(Excerpts from a detection dataset)
● ● ●
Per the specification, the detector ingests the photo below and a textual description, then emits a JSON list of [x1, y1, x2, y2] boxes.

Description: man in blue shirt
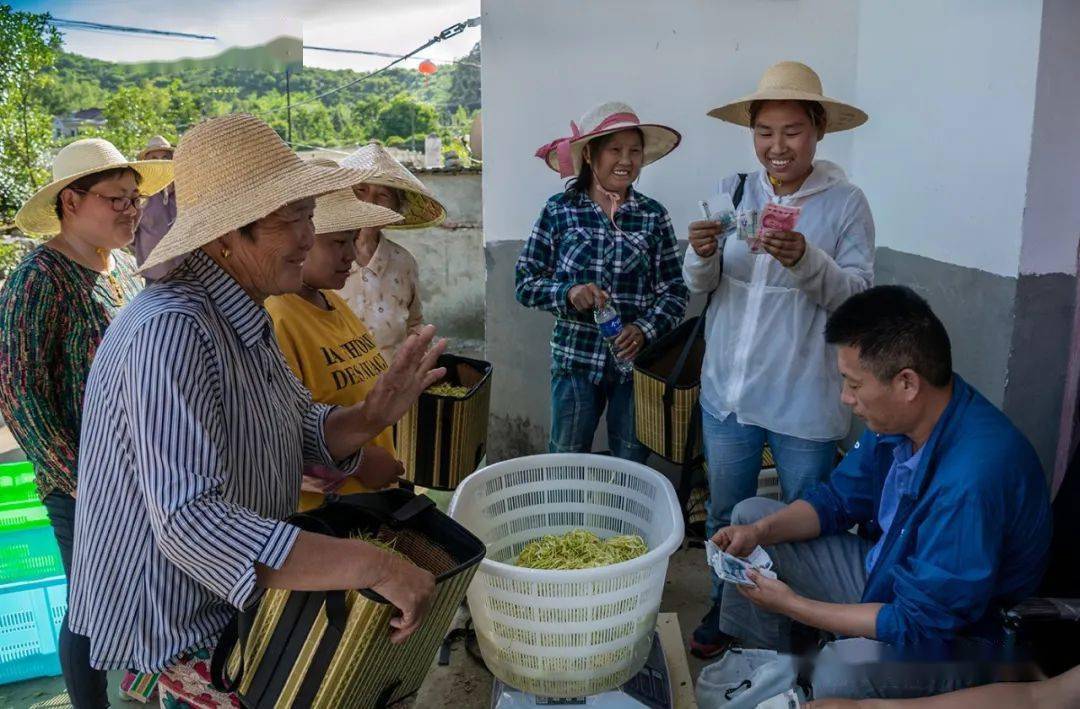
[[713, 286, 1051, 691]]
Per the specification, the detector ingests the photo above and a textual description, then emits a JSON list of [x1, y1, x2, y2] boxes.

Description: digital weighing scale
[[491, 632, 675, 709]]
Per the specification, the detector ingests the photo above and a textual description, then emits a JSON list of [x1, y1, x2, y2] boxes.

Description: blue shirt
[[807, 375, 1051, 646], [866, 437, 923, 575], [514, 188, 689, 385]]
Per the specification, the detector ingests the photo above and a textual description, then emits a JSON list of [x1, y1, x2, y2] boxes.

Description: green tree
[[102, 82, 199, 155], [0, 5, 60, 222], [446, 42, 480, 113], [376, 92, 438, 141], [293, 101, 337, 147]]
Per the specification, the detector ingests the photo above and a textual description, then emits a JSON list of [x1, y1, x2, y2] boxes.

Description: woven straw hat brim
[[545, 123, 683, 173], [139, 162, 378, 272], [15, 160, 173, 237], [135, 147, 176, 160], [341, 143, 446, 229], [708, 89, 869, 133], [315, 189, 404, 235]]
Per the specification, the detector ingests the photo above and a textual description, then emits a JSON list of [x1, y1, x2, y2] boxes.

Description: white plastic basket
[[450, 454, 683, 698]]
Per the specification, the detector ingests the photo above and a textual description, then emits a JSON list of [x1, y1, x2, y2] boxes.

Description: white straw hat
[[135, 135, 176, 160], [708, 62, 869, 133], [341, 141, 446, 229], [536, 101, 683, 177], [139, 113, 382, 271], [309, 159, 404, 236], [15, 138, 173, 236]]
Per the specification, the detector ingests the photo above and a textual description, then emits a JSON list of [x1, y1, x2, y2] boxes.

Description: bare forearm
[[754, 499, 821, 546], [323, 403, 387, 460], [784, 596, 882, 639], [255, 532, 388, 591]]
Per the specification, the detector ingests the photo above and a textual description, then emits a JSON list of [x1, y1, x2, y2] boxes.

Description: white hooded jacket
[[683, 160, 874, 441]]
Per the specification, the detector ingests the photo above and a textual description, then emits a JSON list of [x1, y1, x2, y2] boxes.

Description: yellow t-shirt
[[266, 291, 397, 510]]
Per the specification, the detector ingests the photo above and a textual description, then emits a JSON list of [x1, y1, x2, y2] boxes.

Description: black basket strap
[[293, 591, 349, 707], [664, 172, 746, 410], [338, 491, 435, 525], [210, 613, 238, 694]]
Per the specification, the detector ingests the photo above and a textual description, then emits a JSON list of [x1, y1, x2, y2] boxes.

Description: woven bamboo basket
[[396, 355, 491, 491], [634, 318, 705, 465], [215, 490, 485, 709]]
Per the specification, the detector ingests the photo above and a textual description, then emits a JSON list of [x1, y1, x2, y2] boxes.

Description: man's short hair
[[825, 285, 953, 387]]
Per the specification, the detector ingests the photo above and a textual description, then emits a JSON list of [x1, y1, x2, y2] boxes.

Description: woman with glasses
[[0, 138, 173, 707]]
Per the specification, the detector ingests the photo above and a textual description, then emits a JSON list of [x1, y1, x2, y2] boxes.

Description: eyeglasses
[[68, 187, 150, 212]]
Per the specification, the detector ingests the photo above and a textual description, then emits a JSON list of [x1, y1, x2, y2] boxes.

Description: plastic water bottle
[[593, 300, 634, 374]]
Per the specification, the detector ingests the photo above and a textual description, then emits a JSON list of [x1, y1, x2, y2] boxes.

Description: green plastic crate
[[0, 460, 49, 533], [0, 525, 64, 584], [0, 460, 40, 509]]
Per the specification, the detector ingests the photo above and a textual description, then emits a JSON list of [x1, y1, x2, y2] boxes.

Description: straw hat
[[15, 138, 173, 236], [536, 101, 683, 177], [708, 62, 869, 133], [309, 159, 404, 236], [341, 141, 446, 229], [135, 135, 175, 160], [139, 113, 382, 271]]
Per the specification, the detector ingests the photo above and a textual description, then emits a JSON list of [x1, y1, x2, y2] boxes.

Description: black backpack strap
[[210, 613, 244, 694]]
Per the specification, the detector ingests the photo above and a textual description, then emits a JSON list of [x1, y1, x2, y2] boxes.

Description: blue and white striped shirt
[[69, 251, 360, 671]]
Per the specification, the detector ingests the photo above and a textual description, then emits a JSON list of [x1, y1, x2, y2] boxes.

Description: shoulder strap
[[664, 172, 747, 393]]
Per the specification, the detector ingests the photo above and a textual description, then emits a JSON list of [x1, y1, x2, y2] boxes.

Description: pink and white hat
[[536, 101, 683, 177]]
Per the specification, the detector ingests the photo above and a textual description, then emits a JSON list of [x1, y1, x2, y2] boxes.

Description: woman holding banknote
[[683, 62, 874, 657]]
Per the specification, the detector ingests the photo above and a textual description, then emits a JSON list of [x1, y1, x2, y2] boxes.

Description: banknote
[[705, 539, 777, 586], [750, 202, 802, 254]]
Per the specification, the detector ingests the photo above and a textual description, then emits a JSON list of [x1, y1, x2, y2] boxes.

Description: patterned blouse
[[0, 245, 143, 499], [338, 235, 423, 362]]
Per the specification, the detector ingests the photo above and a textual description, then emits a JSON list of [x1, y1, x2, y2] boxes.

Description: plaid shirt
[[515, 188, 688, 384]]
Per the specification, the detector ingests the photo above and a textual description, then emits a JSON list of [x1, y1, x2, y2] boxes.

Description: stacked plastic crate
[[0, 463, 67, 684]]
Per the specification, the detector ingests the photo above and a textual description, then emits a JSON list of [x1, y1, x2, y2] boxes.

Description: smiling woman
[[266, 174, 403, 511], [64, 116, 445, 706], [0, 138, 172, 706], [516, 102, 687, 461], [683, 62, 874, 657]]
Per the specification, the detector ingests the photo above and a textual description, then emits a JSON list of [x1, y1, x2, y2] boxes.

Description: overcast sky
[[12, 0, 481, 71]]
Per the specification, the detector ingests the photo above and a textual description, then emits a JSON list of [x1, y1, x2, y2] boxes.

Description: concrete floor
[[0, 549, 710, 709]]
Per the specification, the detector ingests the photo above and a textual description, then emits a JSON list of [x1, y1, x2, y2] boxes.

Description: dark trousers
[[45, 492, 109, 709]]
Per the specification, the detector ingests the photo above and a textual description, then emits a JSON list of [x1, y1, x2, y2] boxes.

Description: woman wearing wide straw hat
● ● ●
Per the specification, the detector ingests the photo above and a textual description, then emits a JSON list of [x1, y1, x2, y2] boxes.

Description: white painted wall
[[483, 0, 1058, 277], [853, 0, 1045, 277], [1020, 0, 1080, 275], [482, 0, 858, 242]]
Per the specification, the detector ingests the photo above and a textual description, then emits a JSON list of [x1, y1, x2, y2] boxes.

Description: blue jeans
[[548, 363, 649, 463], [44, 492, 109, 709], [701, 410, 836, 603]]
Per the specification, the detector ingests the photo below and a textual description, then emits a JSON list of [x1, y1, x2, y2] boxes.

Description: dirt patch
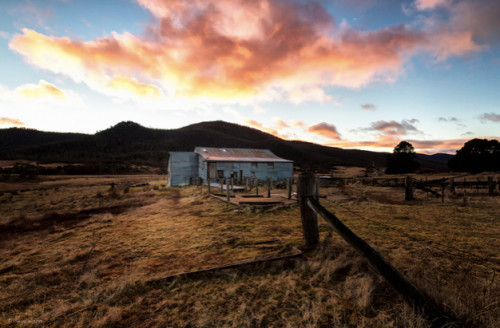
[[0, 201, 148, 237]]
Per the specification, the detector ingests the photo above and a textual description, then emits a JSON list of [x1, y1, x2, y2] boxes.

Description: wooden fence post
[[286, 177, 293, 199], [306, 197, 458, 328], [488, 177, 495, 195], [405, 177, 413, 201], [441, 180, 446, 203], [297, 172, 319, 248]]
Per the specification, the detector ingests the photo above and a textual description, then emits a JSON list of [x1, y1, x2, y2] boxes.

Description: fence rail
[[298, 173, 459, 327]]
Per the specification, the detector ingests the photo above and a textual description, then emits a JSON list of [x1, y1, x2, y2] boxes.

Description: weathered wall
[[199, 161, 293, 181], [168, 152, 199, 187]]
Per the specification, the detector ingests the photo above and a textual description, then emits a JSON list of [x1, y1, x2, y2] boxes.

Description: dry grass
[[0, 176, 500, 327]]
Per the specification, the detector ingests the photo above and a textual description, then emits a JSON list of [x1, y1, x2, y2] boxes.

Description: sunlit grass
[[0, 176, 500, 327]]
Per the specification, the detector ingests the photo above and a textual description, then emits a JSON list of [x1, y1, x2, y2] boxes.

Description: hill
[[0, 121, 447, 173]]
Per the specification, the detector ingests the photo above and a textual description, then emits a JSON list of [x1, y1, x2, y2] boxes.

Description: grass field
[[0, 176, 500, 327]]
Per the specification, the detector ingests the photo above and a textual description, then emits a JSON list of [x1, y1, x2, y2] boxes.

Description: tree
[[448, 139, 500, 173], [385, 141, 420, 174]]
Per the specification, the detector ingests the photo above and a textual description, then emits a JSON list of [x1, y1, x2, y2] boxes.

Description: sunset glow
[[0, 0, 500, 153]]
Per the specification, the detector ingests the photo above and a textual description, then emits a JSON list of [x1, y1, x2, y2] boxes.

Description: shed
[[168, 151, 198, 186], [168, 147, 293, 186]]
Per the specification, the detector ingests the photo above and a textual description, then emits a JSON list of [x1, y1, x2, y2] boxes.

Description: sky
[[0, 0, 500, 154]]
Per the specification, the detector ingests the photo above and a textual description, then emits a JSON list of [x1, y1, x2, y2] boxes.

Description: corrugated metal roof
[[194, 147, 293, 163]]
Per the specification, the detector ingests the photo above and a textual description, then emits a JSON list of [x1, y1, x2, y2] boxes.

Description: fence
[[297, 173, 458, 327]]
● ● ●
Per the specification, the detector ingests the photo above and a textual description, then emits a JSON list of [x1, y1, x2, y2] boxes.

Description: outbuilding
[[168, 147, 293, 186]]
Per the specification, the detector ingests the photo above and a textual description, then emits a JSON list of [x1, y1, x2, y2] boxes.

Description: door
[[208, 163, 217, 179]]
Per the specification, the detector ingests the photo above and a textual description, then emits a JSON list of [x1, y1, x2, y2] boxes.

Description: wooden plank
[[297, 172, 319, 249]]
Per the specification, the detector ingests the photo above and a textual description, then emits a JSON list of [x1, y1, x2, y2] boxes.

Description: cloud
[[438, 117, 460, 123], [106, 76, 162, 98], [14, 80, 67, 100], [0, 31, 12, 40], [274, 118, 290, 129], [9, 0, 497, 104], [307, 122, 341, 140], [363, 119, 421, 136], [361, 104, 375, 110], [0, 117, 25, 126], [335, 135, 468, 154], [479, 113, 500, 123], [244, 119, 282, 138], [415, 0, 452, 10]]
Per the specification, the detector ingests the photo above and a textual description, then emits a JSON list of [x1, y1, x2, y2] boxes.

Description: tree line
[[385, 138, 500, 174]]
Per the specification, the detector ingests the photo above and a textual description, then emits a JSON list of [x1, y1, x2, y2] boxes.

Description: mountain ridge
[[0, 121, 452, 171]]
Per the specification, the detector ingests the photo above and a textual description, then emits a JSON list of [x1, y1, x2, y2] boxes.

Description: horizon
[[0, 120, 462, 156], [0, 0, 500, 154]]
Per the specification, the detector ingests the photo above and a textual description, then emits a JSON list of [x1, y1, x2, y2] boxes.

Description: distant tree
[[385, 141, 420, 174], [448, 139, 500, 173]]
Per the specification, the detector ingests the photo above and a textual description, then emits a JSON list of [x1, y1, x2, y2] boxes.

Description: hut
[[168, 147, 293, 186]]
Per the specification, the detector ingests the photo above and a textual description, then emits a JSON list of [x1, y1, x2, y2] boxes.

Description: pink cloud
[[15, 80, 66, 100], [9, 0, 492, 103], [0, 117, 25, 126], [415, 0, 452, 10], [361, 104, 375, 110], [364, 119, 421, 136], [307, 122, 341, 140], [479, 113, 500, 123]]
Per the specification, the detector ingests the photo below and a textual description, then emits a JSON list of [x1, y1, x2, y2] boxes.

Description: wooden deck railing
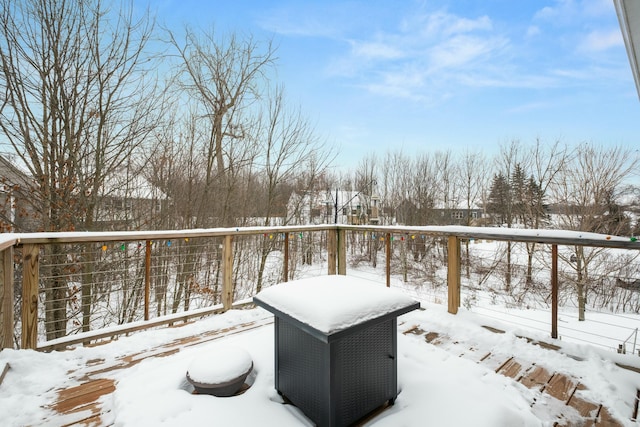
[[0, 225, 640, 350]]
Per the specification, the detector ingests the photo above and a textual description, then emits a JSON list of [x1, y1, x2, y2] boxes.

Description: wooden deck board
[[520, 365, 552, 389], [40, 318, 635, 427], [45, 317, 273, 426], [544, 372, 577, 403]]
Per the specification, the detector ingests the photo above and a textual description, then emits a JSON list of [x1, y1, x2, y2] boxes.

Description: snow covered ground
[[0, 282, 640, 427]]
● ● ●
• [Exercise task]:
Collect every line of the records that contains the word "green" and copy each one.

• [Task response]:
Description: green tree
Description: green plastic crate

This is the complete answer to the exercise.